EXERCISE => Extract each line of the data below and reproduce all of them verbatim, without changing a single character.

DATASET EXTRACT =>
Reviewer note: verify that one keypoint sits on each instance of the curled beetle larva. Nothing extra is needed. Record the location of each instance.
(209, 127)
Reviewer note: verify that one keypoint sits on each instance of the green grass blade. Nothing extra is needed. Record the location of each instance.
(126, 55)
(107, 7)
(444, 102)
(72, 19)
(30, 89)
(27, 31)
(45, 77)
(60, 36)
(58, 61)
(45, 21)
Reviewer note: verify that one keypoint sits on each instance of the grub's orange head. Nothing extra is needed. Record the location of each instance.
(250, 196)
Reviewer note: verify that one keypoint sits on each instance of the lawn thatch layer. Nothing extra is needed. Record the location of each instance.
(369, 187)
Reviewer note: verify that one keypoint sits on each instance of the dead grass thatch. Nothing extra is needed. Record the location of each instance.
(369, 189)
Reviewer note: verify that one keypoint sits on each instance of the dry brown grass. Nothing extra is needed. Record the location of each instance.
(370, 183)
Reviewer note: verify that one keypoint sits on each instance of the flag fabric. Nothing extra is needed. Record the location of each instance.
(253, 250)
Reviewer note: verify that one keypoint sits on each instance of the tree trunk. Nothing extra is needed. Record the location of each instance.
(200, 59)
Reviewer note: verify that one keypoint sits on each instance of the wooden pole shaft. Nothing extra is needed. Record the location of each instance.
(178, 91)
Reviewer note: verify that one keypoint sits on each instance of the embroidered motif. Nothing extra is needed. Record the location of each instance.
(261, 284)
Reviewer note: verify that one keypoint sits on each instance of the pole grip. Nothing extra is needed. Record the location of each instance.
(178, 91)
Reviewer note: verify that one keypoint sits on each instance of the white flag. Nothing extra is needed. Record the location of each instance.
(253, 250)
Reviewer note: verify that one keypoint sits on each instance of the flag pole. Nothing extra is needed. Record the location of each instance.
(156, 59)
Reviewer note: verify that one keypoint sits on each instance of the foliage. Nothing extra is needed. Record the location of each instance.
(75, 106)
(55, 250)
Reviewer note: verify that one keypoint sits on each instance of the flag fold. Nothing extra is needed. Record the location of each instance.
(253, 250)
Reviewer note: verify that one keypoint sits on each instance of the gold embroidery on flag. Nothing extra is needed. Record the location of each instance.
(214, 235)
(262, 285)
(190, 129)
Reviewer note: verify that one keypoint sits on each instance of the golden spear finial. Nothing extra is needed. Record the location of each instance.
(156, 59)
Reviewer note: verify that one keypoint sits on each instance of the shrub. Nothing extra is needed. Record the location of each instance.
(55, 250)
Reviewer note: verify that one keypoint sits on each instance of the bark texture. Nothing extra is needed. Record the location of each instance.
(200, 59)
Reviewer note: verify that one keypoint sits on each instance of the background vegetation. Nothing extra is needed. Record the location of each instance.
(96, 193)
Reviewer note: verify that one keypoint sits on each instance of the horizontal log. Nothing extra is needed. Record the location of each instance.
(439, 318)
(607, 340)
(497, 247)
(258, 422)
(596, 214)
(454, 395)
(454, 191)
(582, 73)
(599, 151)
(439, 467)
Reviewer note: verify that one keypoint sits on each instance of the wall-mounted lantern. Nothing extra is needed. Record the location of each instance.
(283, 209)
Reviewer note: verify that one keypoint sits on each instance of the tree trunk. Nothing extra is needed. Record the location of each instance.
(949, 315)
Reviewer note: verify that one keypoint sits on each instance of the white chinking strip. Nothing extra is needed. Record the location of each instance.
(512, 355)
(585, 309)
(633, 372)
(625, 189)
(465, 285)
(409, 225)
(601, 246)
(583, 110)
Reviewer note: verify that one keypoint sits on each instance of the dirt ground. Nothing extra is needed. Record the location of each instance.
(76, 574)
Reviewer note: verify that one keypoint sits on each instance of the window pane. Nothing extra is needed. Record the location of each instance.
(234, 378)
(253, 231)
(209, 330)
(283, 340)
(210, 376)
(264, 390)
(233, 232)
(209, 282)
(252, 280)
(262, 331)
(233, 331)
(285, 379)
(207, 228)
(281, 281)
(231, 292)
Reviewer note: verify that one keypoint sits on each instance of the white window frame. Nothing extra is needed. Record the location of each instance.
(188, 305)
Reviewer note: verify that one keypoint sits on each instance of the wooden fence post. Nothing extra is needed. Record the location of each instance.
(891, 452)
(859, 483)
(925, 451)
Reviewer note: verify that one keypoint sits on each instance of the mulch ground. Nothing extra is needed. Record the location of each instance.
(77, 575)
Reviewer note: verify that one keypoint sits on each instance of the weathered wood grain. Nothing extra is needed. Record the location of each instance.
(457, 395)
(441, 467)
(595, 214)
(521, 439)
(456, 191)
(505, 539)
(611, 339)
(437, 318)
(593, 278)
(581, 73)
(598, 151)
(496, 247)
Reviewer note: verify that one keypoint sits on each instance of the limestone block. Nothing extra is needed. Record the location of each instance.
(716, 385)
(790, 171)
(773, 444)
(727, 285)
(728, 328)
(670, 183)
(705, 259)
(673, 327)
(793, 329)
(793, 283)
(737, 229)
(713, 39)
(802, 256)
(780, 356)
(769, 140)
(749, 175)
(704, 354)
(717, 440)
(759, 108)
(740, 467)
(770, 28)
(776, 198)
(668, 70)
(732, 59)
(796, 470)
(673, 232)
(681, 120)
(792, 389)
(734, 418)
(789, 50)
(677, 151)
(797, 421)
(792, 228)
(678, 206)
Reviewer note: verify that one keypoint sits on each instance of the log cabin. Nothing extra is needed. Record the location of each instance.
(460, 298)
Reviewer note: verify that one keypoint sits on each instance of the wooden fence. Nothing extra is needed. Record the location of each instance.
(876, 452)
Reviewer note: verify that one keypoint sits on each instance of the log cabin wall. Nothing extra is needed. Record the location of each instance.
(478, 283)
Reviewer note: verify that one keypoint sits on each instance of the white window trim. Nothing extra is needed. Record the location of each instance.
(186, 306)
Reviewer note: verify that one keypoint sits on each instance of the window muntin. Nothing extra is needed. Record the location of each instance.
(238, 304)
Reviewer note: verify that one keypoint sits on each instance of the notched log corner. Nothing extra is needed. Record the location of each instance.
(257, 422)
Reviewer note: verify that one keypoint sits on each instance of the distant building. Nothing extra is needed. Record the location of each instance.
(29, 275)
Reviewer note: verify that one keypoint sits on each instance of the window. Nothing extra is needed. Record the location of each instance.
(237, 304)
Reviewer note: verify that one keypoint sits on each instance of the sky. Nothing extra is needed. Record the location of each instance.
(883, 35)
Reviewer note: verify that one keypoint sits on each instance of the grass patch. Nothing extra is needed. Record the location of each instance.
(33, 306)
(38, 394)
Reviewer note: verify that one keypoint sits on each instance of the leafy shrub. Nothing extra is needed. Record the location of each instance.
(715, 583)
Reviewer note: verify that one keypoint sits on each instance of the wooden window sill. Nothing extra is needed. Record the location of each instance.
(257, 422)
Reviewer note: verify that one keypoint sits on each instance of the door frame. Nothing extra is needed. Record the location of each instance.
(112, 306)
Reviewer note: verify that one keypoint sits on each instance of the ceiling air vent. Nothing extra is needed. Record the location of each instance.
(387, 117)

RESPONSE FOR THIS EXERCISE =>
Reviewer note: verify that one keypoint sits on each instance of the curled beetle larva. Nothing extra is needed. Record the location of each instance.
(209, 127)
Reviewer note: verify that one keypoint sits on each instance of the green grass blade. Nothing extra is needed. Record the location of each instance.
(126, 55)
(107, 7)
(444, 102)
(72, 19)
(30, 89)
(27, 31)
(45, 77)
(60, 36)
(58, 61)
(45, 21)
Reviewer note: verify that one keypoint sits on each instance of the grub's orange head. Nothing extra is needed. Record the location of each instance.
(250, 196)
Reviewer note: verify that one keypoint sits on each instance of the lawn thatch layer. Nothing extra is needed. Record the location of each instance.
(369, 187)
Reviewer note: verify that one keypoint sits on each instance of the dead grass thatch. Nothing extra is needed. Record the location of each instance.
(369, 189)
Reviewer note: verify that one keypoint sits on each instance of the dry brown grass. Nothing extra is needed. Record the location of each instance.
(370, 183)
Reviewer note: verify that one keypoint sits on each instance of the flag fabric. Nothing extra is needed. Record the location of each instance.
(253, 250)
Reviewer note: verify that one keypoint sits on each instance of the tree trunk. Nothing extra is needed. Record the location of each instance.
(200, 59)
Reviewer note: verify that one keypoint sits on each instance of the wooden pole shaft. Nothing extra is needed. Record the location of each instance.
(178, 91)
Reviewer note: verify that one keypoint sits on each instance of the embroidered motif. Nothing extra is needed. Record the location of each instance.
(261, 284)
Reviewer note: verify that one keypoint sits on each instance of the pole grip. Nothing extra is needed. Record the location of each instance.
(178, 91)
Reviewer note: verify that one keypoint sits on each instance of the white flag. Nothing extra is needed. Record the location of each instance.
(253, 250)
Reviewer note: verify that one keypoint sits on each instance of the flag pole. Nothing extra is needed. Record the location of each instance.
(156, 59)
Reviewer note: verify that one keypoint sits on each instance of the foliage. Nothing extra is needed. Record the location of each instance.
(75, 106)
(55, 250)
Reviewer note: verify that one keypoint sits on each instance of the flag fold. Nothing extra is needed. Record the location of each instance.
(253, 250)
Reviewer note: verify that one keypoint sits on each instance of the gold embroidery on flag. Nothing extra is needed. Record the location of each instance.
(214, 235)
(262, 285)
(190, 129)
Reviewer note: verify that one keypoint sits on each instance of the golden spear finial. Nothing extra is needed. Record the location of each instance.
(156, 59)
Reviewer note: verify that one keypoint sits on each instance of the shrub. Nothing extra is needed. Record the location of each instance.
(55, 250)
Reviewer note: verify that one keypoint sits on each instance of the bark texture. Nothing extra is needed. Record the location of each instance.
(200, 59)
Reviewer note: verify that one keypoint sits on each instance of the background vegetation. Nothing extra is needed. Record the location of each instance.
(96, 193)
Reviewer note: verify that one keypoint sits on each instance of the horizontal log. Nothing extra is needed. Record the location of each instance.
(439, 318)
(607, 340)
(497, 247)
(258, 422)
(596, 214)
(454, 395)
(454, 191)
(582, 73)
(599, 151)
(439, 467)
Reviewer note: verify that one keypoint sits on each instance of the wall-mounted lantern. Nothing extra is needed. Record the location of each instance.
(283, 209)
Reviewer note: verify that one keypoint sits on each instance of the tree trunk. Nothing extra is needed. Record the location of each instance.
(949, 315)
Reviewer note: verify that one keypoint sits on each instance of the white chinking strip. Nothing extra is needed. Record the location of each instance.
(512, 355)
(585, 309)
(633, 372)
(625, 189)
(465, 285)
(409, 225)
(601, 246)
(583, 110)
Reviewer note: verify that one keypoint sits on each instance of the dirt ground. Nothing extra is needed. Record the location of each instance.
(76, 574)
Reviewer note: verify that one keypoint sits on each instance of the window pane. Nothing extra is needed. Record the location of each instance.
(234, 378)
(253, 231)
(209, 330)
(283, 340)
(210, 376)
(264, 390)
(233, 232)
(209, 282)
(252, 280)
(262, 331)
(233, 331)
(285, 379)
(207, 228)
(281, 281)
(231, 292)
Reviewer note: verify that one keypoint sits on each instance of the white window frame. Nothing extra is needed. Record the location of each instance.
(188, 305)
Reviewer note: verify that one keypoint sits on each instance of the wooden fence post. Nothing extra is needed. Record the location of each instance.
(891, 452)
(859, 483)
(925, 451)
Reviewer note: verify that one keypoint sits on each instance of the mulch ground. Nothing extra is needed. Record the location of each instance.
(77, 575)
Reviewer note: verify that one keypoint sits on each instance of the weathered wood grain. Nothing extra is needed. Record the location of each instance.
(457, 395)
(441, 467)
(595, 214)
(521, 439)
(456, 191)
(505, 539)
(611, 339)
(437, 318)
(593, 278)
(581, 73)
(598, 151)
(496, 247)
Reviewer note: verify that one keypoint sits on each instance of the limestone block. Nothing extra is needed. Record the location of each instance.
(716, 385)
(790, 171)
(773, 444)
(727, 285)
(728, 328)
(670, 183)
(705, 259)
(673, 327)
(793, 329)
(793, 283)
(737, 229)
(713, 39)
(802, 256)
(780, 356)
(769, 140)
(749, 175)
(704, 354)
(717, 440)
(759, 108)
(740, 467)
(770, 28)
(776, 198)
(668, 70)
(732, 59)
(796, 470)
(673, 232)
(681, 120)
(792, 389)
(734, 418)
(789, 50)
(677, 151)
(797, 421)
(792, 228)
(678, 206)
Reviewer note: verify that one keypoint sits on each instance of the log cabin. Nothing extra is needed. Record the location of each instance.
(460, 298)
Reviewer note: verify that one keypoint sits on each instance of the wooden fence. Nothing extra is needed. Record the location of each instance.
(876, 452)
Reviewer note: verify that one keypoint sits on each instance of the log cabin wall. Nothing extra is needed. Record the location of each instance.
(478, 283)
Reviewer note: verify that one keypoint sits on each instance of the white window trim. Nothing extra is needed. Record the location of each instance.
(186, 306)
Reviewer note: verify that one keypoint sits on each instance of the window muntin. Nothing extra is needed. Record the location of each instance.
(238, 304)
Reviewer note: verify that one keypoint sits on each instance of the notched log corner. Nothing extra is needed. Record the location of each instance.
(257, 422)
Reviewer note: verify that one keypoint sits on each instance of the distant building. Nothing extra is needed. Record the location of each instance.
(29, 275)
Reviewer note: verify that one keypoint sits on each instance of the window. Nothing extra is needed. Record the location of each instance.
(237, 304)
Reviewer note: verify that one keypoint sits on each instance of the sky. Nothing extra is needed. Record the location of each instance.
(883, 35)
Reviewer note: verify that one keypoint sits on each instance of the grass patch. Nothing extra is needed. Record the location of each instance.
(33, 306)
(38, 394)
Reviewer note: verify that one keypoint sits on each instance of the leafy shrub. Nothing extra is needed. Record the location of each instance.
(715, 583)
Reviewer note: verify that one keypoint sits on each instance of the wooden window sill. Nothing extra is needed. Record the location of each instance.
(257, 422)
Reviewer note: verify that one keypoint sits on each instance of the door frame. Nothing extra is needed. Record the location of each instance.
(112, 306)
Reviewer note: verify that one keypoint sits on each instance of the ceiling air vent. Nothing extra is needed. Record the location of each instance.
(387, 117)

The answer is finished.